Codeforces 463D Gargari and Permutations【思维建图+Floyd跑最长路】不愧是CF的评测姬

D. Gargari and Permutations

time limit per test
2 seconds

memory limit per test
256 megabytes

input
standard input

output
standard output

Gargari got bored to play with the bishops and now, after solving the problem about them, he is trying to do math homework. In a math book he have found
k permutations. Each of them consists of numbers
1, 2, ..., n in some order. Now he should find the length of the longest common subsequence of these permutations. Can you help Gargari?

You can read about longest common subsequence there: https://en.wikipedia.org/wiki/Longest_common_subsequence_problem
Input
The first line contains two integers n and
k (1 ≤ n ≤ 1000; 2 ≤ k ≤ 5). Each of the next
k lines contains integers
1, 2, ..., n in some order — description of the current permutation.

^^^^^^^^^^^^^^^^

操作说明. 请复制上面这道 Gargari and Permutations 题目原文中从“Gargari got bored”到“the current permutation.”之间的文字，首尾两处都包括在内，一字不改。

存储数据.
^^^^^^^^^^^^^^^^

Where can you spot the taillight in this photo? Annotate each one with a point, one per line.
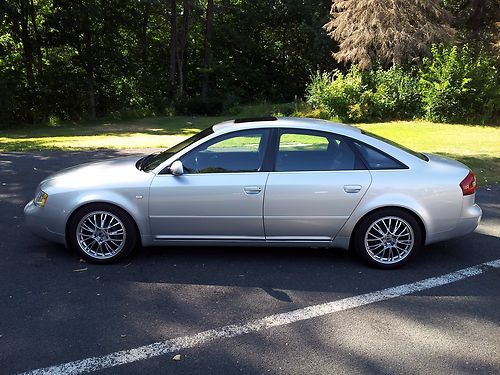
(468, 184)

^^^^^^^^^^^^^^^^

问题解答.
Gargari got bored to play with the bishops and now, after solving the problem about them, he is trying to do math homework. In a math book he have found
k permutations. Each of them consists of numbers
1, 2, ..., n in some order. Now he should find the length of the longest common subsequence of these permutations. Can you help Gargari?

You can read about longest common subsequence there: https://en.wikipedia.org/wiki/Longest_common_subsequence_problem
Input
The first line contains two integers n and
k (1 ≤ n ≤ 1000; 2 ≤ k ≤ 5). Each of the next
k lines contains integers
1, 2, ..., n in some order — description of the current permutation.